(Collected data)
□ □ □ □
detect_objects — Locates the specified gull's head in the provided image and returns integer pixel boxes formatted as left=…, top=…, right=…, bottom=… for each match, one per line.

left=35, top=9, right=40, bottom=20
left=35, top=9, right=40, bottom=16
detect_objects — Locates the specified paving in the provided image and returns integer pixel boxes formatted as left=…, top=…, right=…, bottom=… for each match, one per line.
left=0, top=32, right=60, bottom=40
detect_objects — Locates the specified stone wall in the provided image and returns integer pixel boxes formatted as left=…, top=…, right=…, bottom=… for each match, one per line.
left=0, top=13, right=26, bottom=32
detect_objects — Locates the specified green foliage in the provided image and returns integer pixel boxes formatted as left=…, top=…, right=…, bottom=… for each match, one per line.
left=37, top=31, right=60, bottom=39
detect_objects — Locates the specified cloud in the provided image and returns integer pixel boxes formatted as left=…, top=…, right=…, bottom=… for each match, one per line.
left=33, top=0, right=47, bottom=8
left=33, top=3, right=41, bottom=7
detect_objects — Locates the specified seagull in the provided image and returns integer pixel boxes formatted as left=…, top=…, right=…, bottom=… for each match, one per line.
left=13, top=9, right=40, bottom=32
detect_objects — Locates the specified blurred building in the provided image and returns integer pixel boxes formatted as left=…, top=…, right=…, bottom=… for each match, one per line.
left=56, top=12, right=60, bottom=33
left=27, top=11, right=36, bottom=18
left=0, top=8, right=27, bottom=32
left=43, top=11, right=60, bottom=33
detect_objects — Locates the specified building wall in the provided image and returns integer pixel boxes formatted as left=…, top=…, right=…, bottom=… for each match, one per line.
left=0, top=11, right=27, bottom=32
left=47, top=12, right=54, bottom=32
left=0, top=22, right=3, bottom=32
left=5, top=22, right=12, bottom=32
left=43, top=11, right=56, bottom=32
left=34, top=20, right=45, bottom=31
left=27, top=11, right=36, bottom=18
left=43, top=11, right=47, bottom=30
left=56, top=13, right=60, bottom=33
□ □ □ □
**PROBLEM DETAILS:** Return the data above in full. Keep every line exactly as it is.

**SOLUTION FOR THIS TASK:**
detect_objects — Locates the specified gull's head in the provided image and returns integer pixel boxes formatted as left=…, top=…, right=…, bottom=… for each match, one per line.

left=35, top=9, right=40, bottom=20
left=35, top=9, right=40, bottom=16
detect_objects — Locates the specified paving in the provided image and returns integer pixel boxes formatted as left=…, top=…, right=…, bottom=… for each match, one per line.
left=0, top=32, right=60, bottom=40
detect_objects — Locates the specified stone wall in the provided image and returns integer pixel boxes formatted as left=…, top=…, right=…, bottom=… for each match, one per line.
left=0, top=13, right=26, bottom=32
detect_objects — Locates the specified green foliage in the provided image and returns integer pixel boxes formatted as left=…, top=…, right=…, bottom=… for each match, one per line.
left=37, top=31, right=60, bottom=39
detect_objects — Locates the specified cloud in the provided image and returns integer pixel boxes formatted as left=…, top=…, right=…, bottom=… for each match, one per line.
left=33, top=0, right=47, bottom=8
left=33, top=3, right=41, bottom=7
detect_objects — Locates the specified seagull in the provided image and returns integer pixel boxes formatted as left=…, top=…, right=…, bottom=… for each match, one per line.
left=13, top=9, right=40, bottom=32
detect_objects — Locates the specified blurred building in the provided image and returns integer pixel boxes formatted as left=…, top=…, right=…, bottom=… for each match, one per line.
left=56, top=12, right=60, bottom=33
left=27, top=11, right=36, bottom=18
left=0, top=8, right=27, bottom=32
left=43, top=11, right=60, bottom=33
detect_objects — Locates the specified building wall in the provided image and returns integer pixel boxes formatted as left=…, top=…, right=…, bottom=… for each match, one per line.
left=0, top=11, right=27, bottom=32
left=47, top=12, right=54, bottom=32
left=0, top=22, right=3, bottom=32
left=5, top=22, right=12, bottom=32
left=43, top=11, right=56, bottom=32
left=34, top=20, right=45, bottom=31
left=27, top=11, right=36, bottom=18
left=43, top=11, right=47, bottom=30
left=56, top=13, right=60, bottom=33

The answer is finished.